● DOCUMENT SEGMENT
○ ○ ○ ○

As has been made abundantly clear over the last few weeks of blog posts, I recently had the long-wished-for oppourtunity to spend some time traveling in the Balkans. For 15 days I was in motion, not allowing dust to settle, moss to grow or any other metaphor to hold me back. I was on the move a lot, but I managed to take my time in most places and get more of a feel for them than I would have if I had only spent a day in each town. That said, although I saw a lot, I certainly did not see it all. For one thing, my trip was more of a former-Yugoslavia trip than a true Balkans trip. Although I managed to hit every one of the Formers in my two weeks of travel, I didn’t leave their bounds once, and in a way that was quite satisfying. Romania, Bulgaria, Albania and the rest will all be there for a while, and I’ll go and see them another time. What I needed was a slice of the Balkans, and the Formers gave me just what I was looking for.
Even so, it was only two weeks, and my time spent in Montenegro, Bosnia and Croatia was limited to buses and their stations. Fortunately, these were all countries I had visited before and are closer to Slovenia than the ones I spent most of my time in over this trip. Along the way, I had the good fortune of being able to post about what I was seeing and experiencing, which was a luxury I had not expected. I was also blessed with the luxury of time, which came primarily in the form of frequent and lengthy bus trips that allowed me the chance to write. I would say that I did a fairly good job of keeping up to date with my travels, and yet there were many things that slipped through the cracks. Today I would like to go back and share with you some of my impressions from my travels that were lost, misplaced, or simply tucked away for a later time.

○ ○ ○ ○

● DATA RECORDS
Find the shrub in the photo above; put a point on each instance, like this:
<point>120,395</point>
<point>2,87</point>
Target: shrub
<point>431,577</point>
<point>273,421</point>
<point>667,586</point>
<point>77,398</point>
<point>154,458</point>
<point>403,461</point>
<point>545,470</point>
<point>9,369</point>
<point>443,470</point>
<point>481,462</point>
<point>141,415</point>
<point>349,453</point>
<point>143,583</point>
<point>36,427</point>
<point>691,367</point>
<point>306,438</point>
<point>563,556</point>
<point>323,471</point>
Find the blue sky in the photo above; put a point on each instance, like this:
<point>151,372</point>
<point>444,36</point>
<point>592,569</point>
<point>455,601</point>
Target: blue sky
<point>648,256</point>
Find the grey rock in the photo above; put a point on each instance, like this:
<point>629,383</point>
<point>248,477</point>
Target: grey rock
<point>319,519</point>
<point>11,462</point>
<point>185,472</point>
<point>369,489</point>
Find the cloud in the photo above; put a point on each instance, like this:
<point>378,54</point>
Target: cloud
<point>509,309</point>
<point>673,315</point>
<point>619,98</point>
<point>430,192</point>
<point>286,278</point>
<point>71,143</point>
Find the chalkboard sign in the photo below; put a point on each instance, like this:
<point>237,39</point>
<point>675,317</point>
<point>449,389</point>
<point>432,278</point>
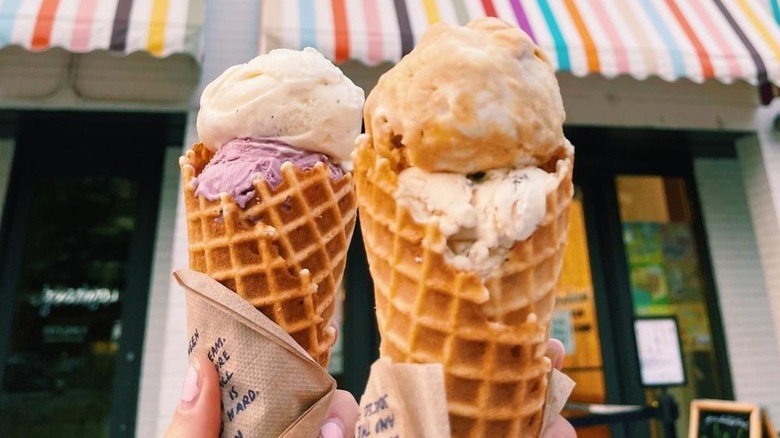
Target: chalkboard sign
<point>724,419</point>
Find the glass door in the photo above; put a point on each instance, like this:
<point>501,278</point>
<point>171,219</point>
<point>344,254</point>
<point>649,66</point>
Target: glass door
<point>666,277</point>
<point>575,320</point>
<point>75,278</point>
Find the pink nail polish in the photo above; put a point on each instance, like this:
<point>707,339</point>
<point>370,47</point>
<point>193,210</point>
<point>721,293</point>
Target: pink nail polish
<point>190,389</point>
<point>331,430</point>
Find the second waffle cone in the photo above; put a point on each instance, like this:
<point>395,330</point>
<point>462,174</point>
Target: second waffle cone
<point>492,345</point>
<point>285,252</point>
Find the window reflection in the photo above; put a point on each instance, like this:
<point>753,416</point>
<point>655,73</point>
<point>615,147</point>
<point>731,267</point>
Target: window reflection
<point>59,369</point>
<point>665,275</point>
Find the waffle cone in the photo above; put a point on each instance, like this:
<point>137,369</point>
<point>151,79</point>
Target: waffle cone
<point>490,335</point>
<point>285,252</point>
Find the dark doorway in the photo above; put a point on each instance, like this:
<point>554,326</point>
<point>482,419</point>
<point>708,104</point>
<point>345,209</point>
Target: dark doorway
<point>76,255</point>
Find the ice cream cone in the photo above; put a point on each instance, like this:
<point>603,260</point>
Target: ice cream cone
<point>489,333</point>
<point>284,252</point>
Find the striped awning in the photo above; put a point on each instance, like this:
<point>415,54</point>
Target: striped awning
<point>726,40</point>
<point>159,27</point>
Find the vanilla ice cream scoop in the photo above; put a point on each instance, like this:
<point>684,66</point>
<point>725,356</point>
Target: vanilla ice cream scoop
<point>468,99</point>
<point>481,216</point>
<point>296,97</point>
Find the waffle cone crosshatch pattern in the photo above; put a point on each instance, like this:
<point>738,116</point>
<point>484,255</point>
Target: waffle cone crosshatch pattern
<point>428,312</point>
<point>285,253</point>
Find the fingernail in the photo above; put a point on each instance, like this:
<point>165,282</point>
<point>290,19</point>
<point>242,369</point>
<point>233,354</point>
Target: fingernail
<point>331,429</point>
<point>190,389</point>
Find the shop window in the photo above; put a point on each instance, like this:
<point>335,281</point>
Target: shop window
<point>67,326</point>
<point>666,278</point>
<point>575,322</point>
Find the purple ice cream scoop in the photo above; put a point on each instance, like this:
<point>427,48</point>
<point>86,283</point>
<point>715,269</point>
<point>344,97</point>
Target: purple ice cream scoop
<point>238,162</point>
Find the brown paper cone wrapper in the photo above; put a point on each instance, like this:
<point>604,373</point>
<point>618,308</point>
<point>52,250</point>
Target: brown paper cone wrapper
<point>285,252</point>
<point>271,387</point>
<point>490,336</point>
<point>408,400</point>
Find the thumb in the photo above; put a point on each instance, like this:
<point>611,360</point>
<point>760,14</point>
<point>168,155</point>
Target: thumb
<point>198,413</point>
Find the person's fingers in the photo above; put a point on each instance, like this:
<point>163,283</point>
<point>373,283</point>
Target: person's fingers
<point>559,428</point>
<point>198,412</point>
<point>555,352</point>
<point>341,417</point>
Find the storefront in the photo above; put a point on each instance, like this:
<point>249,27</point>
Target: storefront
<point>665,102</point>
<point>669,104</point>
<point>93,99</point>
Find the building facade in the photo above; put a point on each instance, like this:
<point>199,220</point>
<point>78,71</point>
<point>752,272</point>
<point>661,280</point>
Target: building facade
<point>677,211</point>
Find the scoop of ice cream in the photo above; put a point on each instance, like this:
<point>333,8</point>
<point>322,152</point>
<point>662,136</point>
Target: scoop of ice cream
<point>468,99</point>
<point>481,216</point>
<point>297,97</point>
<point>239,162</point>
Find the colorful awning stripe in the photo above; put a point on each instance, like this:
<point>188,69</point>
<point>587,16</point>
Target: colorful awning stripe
<point>699,40</point>
<point>160,27</point>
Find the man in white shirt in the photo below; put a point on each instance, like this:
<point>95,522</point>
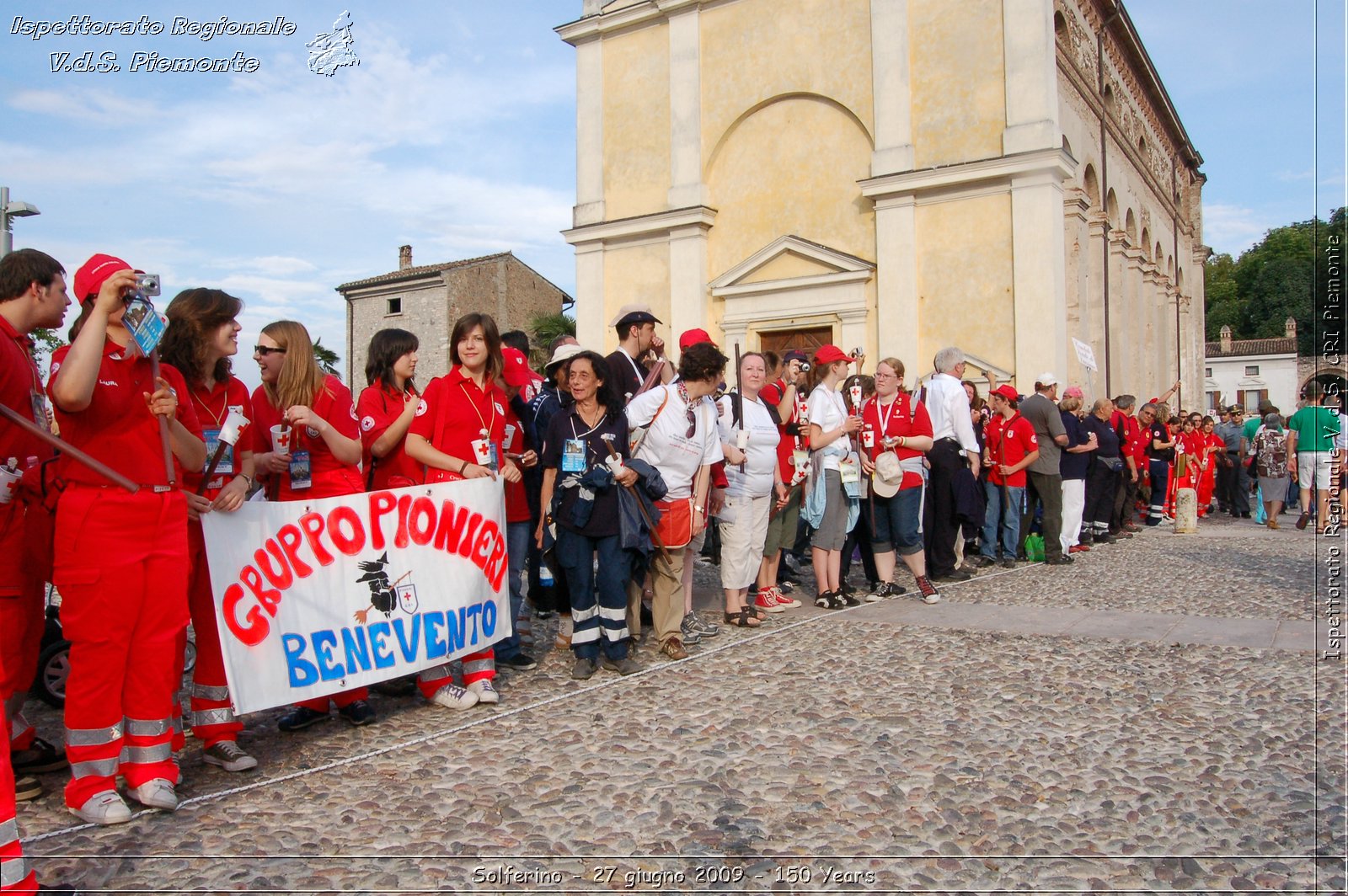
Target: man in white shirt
<point>954,446</point>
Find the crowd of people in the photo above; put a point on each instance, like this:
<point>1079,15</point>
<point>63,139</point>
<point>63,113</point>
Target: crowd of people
<point>613,469</point>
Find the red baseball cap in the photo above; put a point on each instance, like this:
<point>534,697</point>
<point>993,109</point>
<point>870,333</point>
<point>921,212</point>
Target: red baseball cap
<point>94,273</point>
<point>518,372</point>
<point>693,337</point>
<point>831,354</point>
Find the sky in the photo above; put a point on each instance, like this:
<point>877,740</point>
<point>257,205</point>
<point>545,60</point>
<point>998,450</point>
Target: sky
<point>456,134</point>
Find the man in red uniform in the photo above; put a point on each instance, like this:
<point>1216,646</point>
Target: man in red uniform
<point>33,296</point>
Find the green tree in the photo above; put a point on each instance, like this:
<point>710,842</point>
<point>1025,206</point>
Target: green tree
<point>327,357</point>
<point>543,329</point>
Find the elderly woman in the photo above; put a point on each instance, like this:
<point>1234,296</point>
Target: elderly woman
<point>1270,451</point>
<point>754,485</point>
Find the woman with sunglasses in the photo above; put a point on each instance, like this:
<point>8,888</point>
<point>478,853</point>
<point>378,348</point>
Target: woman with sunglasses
<point>202,336</point>
<point>120,559</point>
<point>321,460</point>
<point>457,431</point>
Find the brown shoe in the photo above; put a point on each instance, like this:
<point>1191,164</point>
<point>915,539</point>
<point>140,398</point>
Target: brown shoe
<point>674,650</point>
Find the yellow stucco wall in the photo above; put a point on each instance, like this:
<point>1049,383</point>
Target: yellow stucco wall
<point>754,51</point>
<point>959,83</point>
<point>637,274</point>
<point>637,123</point>
<point>790,168</point>
<point>966,280</point>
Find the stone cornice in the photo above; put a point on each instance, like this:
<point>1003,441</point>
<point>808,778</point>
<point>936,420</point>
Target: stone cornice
<point>999,168</point>
<point>657,224</point>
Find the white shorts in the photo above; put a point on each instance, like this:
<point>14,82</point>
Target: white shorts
<point>743,532</point>
<point>1314,469</point>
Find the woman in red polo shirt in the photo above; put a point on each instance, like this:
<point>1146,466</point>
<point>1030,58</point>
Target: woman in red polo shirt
<point>202,336</point>
<point>457,433</point>
<point>896,422</point>
<point>120,558</point>
<point>386,408</point>
<point>321,462</point>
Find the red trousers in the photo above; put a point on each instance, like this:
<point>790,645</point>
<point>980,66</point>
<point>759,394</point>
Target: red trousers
<point>212,717</point>
<point>121,569</point>
<point>15,876</point>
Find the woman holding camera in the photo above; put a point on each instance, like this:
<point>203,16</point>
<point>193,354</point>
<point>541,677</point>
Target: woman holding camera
<point>460,437</point>
<point>307,446</point>
<point>125,600</point>
<point>202,336</point>
<point>829,507</point>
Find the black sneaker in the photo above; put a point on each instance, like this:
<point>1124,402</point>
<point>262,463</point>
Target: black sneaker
<point>40,759</point>
<point>300,717</point>
<point>357,713</point>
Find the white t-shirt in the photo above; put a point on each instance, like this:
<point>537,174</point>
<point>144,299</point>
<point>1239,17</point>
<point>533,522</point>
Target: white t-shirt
<point>667,446</point>
<point>828,411</point>
<point>759,472</point>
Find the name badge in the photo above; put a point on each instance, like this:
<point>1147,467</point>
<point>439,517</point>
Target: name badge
<point>227,460</point>
<point>573,456</point>
<point>301,472</point>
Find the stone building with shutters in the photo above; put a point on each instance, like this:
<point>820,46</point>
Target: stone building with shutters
<point>426,300</point>
<point>894,175</point>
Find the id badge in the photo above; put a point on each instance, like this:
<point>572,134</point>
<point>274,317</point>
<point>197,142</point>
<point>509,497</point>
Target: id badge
<point>573,456</point>
<point>227,460</point>
<point>301,473</point>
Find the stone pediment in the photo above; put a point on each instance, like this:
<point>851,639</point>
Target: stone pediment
<point>792,262</point>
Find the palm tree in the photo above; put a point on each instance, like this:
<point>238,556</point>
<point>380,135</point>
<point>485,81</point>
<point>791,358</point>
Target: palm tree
<point>546,328</point>
<point>327,357</point>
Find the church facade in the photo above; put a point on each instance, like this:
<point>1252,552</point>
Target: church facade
<point>894,175</point>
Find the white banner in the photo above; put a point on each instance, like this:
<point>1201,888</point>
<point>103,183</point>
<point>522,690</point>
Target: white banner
<point>318,597</point>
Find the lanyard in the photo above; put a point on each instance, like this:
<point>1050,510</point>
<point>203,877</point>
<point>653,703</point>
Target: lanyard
<point>487,429</point>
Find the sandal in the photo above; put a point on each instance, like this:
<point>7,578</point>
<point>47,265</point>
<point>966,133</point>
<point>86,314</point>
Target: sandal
<point>743,619</point>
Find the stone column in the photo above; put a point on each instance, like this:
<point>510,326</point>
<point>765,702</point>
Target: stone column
<point>1038,275</point>
<point>687,186</point>
<point>1031,76</point>
<point>891,87</point>
<point>590,136</point>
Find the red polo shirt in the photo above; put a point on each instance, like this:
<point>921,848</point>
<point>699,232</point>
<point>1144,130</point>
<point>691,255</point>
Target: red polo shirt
<point>453,414</point>
<point>329,476</point>
<point>903,417</point>
<point>118,428</point>
<point>1008,442</point>
<point>377,408</point>
<point>213,408</point>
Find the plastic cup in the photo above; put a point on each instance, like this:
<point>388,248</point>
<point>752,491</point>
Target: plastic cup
<point>8,484</point>
<point>281,440</point>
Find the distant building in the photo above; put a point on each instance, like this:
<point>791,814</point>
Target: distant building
<point>1249,371</point>
<point>896,175</point>
<point>429,298</point>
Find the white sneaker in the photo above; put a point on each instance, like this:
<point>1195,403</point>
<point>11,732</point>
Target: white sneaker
<point>455,697</point>
<point>105,808</point>
<point>157,794</point>
<point>228,756</point>
<point>485,691</point>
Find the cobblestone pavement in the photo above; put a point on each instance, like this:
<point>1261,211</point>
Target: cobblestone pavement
<point>826,752</point>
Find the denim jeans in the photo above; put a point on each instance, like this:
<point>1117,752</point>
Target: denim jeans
<point>597,623</point>
<point>1002,520</point>
<point>516,549</point>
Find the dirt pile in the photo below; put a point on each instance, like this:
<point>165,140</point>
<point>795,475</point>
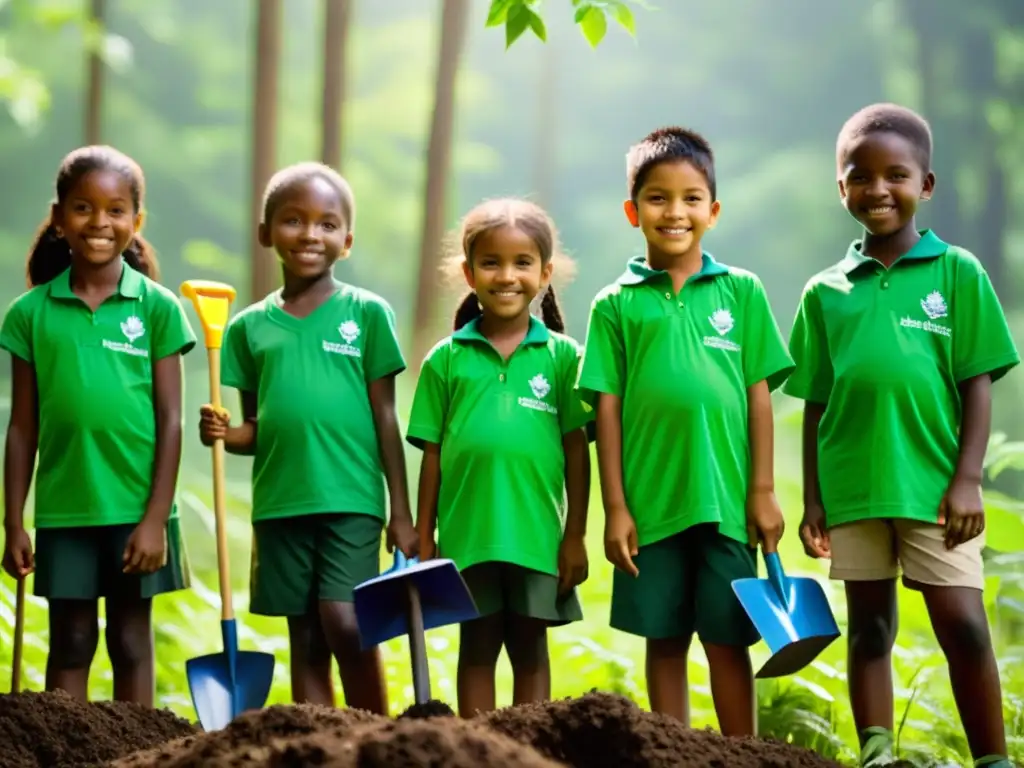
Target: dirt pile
<point>53,729</point>
<point>603,730</point>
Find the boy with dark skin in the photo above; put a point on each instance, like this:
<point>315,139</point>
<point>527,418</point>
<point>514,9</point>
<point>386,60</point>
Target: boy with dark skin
<point>315,365</point>
<point>897,347</point>
<point>681,355</point>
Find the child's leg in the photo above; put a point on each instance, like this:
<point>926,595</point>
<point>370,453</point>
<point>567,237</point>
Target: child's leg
<point>952,584</point>
<point>129,610</point>
<point>309,659</point>
<point>657,604</point>
<point>347,554</point>
<point>863,555</point>
<point>68,576</point>
<point>724,628</point>
<point>531,605</point>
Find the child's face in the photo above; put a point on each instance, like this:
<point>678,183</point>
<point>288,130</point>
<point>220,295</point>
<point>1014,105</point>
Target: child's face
<point>883,181</point>
<point>674,209</point>
<point>97,218</point>
<point>308,228</point>
<point>506,271</point>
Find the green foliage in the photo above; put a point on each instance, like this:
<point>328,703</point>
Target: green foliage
<point>591,15</point>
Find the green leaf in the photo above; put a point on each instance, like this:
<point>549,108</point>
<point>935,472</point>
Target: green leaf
<point>516,24</point>
<point>594,26</point>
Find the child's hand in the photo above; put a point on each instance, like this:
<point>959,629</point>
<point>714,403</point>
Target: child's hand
<point>146,548</point>
<point>963,512</point>
<point>764,520</point>
<point>401,534</point>
<point>213,424</point>
<point>621,541</point>
<point>17,557</point>
<point>813,532</point>
<point>571,563</point>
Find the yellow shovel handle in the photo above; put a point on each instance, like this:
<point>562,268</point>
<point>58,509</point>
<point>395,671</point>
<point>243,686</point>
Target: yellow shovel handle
<point>212,302</point>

○ ○ ○ ○

● SHORT PROBLEM 1
In the Balkans travel post, rewrite the passage from "Even so, it" up to and including "a later time.", swapping "luxury" for "privilege".
● SHORT PROBLEM 2
According to the Balkans travel post, in which countries was the writer's time limited to buses and their stations?

● FULL OUTPUT 1
Even so, it was only two weeks, and my time spent in Montenegro, Bosnia and Croatia was limited to buses and their stations. Fortunately, these were all countries I had visited before and are closer to Slovenia than the ones I spent most of my time in over this trip. Along the way, I had the good fortune of being able to post about what I was seeing and experiencing, which was a privilege I had not expected. I was also blessed with the privilege of time, which came primarily in the form of frequent and lengthy bus trips that allowed me the chance to write. I would say that I did a fairly good job of keeping up to date with my travels, and yet there were many things that slipped through the cracks. Today I would like to go back and share with you some of my impressions from my travels that were lost, misplaced, or simply tucked away for a later time.

● FULL OUTPUT 2
Montenegro, Bosnia and Croatia.